AIM OF THE TASK>
Lay out the lines from the start of the records through the line containing "M 91 84 L 85" as a Markdown table with the columns Row and Content, numbering each line and skipping blank ones. Leave the pictures out.

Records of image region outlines
* * * * * * * * *

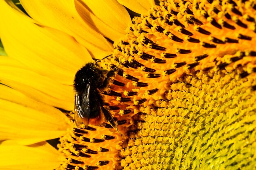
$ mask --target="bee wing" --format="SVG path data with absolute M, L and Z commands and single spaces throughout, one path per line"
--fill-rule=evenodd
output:
M 91 84 L 85 86 L 82 95 L 80 95 L 76 91 L 75 97 L 74 118 L 76 124 L 79 128 L 83 128 L 82 125 L 88 126 L 90 114 L 89 103 L 90 91 Z

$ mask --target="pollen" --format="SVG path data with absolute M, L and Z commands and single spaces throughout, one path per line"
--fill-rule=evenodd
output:
M 122 169 L 118 151 L 122 139 L 116 130 L 106 126 L 70 129 L 58 146 L 63 155 L 57 170 Z
M 160 1 L 98 64 L 117 70 L 102 94 L 119 132 L 71 131 L 63 166 L 255 169 L 256 4 Z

* * * * * * * * *

RIGHT ANSWER>
| Row | Content |
|---|---|
| 1 | $ mask --target="bee wing" --format="SVG path data with absolute M, L and Z commands and single spaces throughout, one path per line" |
| 2 | --fill-rule=evenodd |
| 3 | output: |
| 4 | M 91 84 L 85 86 L 82 95 L 80 95 L 76 91 L 75 97 L 74 118 L 76 124 L 79 128 L 83 128 L 82 125 L 88 126 L 90 114 L 89 103 L 90 91 Z |